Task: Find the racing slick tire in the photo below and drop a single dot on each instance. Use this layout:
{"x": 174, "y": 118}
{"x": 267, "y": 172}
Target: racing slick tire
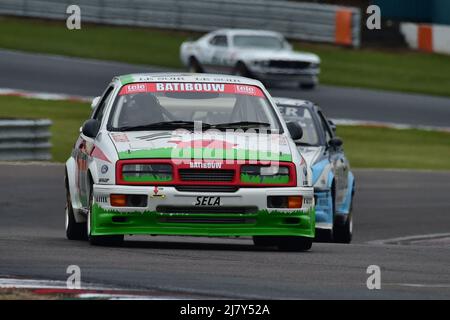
{"x": 296, "y": 244}
{"x": 327, "y": 235}
{"x": 110, "y": 240}
{"x": 194, "y": 65}
{"x": 343, "y": 231}
{"x": 265, "y": 241}
{"x": 74, "y": 230}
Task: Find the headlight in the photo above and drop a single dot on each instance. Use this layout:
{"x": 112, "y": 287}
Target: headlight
{"x": 147, "y": 172}
{"x": 264, "y": 174}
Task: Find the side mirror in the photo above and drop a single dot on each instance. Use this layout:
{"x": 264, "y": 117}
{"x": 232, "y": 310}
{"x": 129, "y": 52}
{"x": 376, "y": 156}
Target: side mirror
{"x": 90, "y": 128}
{"x": 332, "y": 125}
{"x": 335, "y": 142}
{"x": 95, "y": 102}
{"x": 295, "y": 129}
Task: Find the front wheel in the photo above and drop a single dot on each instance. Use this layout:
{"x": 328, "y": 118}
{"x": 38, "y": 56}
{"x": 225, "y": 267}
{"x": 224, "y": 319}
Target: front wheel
{"x": 295, "y": 244}
{"x": 109, "y": 240}
{"x": 74, "y": 230}
{"x": 343, "y": 232}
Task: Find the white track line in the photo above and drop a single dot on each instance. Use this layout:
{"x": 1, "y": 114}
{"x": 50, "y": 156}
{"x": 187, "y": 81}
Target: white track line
{"x": 399, "y": 240}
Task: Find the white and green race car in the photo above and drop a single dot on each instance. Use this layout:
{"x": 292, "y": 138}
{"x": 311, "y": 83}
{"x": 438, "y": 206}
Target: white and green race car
{"x": 189, "y": 154}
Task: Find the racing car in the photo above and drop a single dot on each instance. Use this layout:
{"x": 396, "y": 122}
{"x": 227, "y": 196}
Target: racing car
{"x": 334, "y": 183}
{"x": 263, "y": 55}
{"x": 188, "y": 154}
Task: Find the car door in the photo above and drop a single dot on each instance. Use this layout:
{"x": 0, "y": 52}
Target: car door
{"x": 215, "y": 59}
{"x": 338, "y": 161}
{"x": 84, "y": 147}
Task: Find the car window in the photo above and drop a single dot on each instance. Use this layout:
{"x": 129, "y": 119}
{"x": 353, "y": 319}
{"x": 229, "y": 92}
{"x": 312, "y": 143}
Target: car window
{"x": 302, "y": 116}
{"x": 100, "y": 110}
{"x": 143, "y": 104}
{"x": 325, "y": 126}
{"x": 219, "y": 41}
{"x": 258, "y": 41}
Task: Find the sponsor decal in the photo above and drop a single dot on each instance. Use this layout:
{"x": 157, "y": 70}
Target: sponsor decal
{"x": 205, "y": 165}
{"x": 156, "y": 193}
{"x": 191, "y": 87}
{"x": 207, "y": 201}
{"x": 98, "y": 154}
{"x": 120, "y": 137}
{"x": 136, "y": 88}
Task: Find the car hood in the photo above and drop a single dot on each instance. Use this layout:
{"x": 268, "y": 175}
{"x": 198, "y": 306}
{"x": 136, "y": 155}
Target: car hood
{"x": 185, "y": 144}
{"x": 289, "y": 55}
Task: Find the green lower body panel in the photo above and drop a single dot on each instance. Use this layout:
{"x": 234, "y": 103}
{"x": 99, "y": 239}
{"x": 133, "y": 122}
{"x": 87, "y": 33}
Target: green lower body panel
{"x": 262, "y": 223}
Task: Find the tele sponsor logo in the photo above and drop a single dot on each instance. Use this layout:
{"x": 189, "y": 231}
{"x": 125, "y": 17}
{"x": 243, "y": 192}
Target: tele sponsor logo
{"x": 134, "y": 88}
{"x": 245, "y": 90}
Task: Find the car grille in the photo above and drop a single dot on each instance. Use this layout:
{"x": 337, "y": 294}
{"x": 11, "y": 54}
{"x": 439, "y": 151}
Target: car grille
{"x": 209, "y": 189}
{"x": 206, "y": 175}
{"x": 206, "y": 210}
{"x": 289, "y": 64}
{"x": 207, "y": 220}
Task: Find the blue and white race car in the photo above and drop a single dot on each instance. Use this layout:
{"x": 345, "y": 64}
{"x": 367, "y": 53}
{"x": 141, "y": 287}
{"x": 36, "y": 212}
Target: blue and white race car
{"x": 334, "y": 183}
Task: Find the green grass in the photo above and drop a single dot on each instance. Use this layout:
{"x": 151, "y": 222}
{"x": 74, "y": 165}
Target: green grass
{"x": 398, "y": 70}
{"x": 67, "y": 119}
{"x": 390, "y": 148}
{"x": 365, "y": 147}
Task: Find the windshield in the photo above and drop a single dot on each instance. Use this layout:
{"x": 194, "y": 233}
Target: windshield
{"x": 304, "y": 117}
{"x": 250, "y": 41}
{"x": 158, "y": 106}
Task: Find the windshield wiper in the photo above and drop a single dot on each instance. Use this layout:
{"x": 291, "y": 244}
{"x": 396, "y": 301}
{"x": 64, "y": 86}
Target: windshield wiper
{"x": 165, "y": 125}
{"x": 241, "y": 124}
{"x": 305, "y": 144}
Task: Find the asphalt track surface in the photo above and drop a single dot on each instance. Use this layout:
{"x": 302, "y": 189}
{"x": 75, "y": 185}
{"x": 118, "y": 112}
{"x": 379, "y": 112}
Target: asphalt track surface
{"x": 56, "y": 74}
{"x": 388, "y": 204}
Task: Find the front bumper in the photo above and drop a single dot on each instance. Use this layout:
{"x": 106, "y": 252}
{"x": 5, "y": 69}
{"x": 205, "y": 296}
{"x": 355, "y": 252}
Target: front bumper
{"x": 108, "y": 220}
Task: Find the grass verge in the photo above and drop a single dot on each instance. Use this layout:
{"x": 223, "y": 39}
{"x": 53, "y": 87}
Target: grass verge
{"x": 402, "y": 70}
{"x": 365, "y": 147}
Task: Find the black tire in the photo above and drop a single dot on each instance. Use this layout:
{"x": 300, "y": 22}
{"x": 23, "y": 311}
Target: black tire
{"x": 308, "y": 86}
{"x": 194, "y": 65}
{"x": 297, "y": 244}
{"x": 110, "y": 240}
{"x": 265, "y": 241}
{"x": 327, "y": 235}
{"x": 343, "y": 232}
{"x": 74, "y": 230}
{"x": 324, "y": 235}
{"x": 241, "y": 70}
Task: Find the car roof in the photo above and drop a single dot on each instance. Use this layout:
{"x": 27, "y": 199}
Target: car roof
{"x": 234, "y": 32}
{"x": 185, "y": 77}
{"x": 290, "y": 102}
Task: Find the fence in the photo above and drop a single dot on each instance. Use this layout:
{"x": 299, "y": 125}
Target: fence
{"x": 25, "y": 139}
{"x": 296, "y": 20}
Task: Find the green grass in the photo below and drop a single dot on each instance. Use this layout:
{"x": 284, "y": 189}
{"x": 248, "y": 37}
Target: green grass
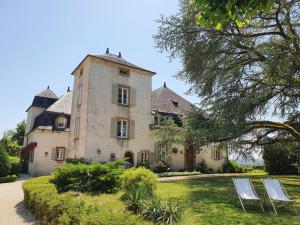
{"x": 204, "y": 201}
{"x": 211, "y": 201}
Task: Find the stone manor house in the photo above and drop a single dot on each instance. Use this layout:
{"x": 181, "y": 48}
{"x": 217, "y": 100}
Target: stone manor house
{"x": 109, "y": 115}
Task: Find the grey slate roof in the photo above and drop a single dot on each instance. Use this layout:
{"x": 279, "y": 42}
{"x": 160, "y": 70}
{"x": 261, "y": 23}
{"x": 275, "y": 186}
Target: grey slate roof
{"x": 63, "y": 104}
{"x": 167, "y": 101}
{"x": 46, "y": 120}
{"x": 48, "y": 93}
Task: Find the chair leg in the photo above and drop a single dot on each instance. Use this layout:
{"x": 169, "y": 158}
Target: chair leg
{"x": 274, "y": 207}
{"x": 261, "y": 206}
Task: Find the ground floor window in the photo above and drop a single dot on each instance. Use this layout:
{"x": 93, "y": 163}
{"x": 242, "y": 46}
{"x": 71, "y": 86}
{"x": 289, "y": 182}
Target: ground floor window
{"x": 216, "y": 153}
{"x": 60, "y": 154}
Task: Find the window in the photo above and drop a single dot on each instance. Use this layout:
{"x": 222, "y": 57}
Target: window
{"x": 77, "y": 128}
{"x": 112, "y": 156}
{"x": 60, "y": 154}
{"x": 163, "y": 152}
{"x": 79, "y": 95}
{"x": 31, "y": 156}
{"x": 144, "y": 157}
{"x": 123, "y": 95}
{"x": 124, "y": 72}
{"x": 216, "y": 153}
{"x": 156, "y": 120}
{"x": 61, "y": 122}
{"x": 122, "y": 128}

········

▶ [What this task involves]:
Please state only the number of lines above that hold the string "below".

▶ [Solution to this problem]:
2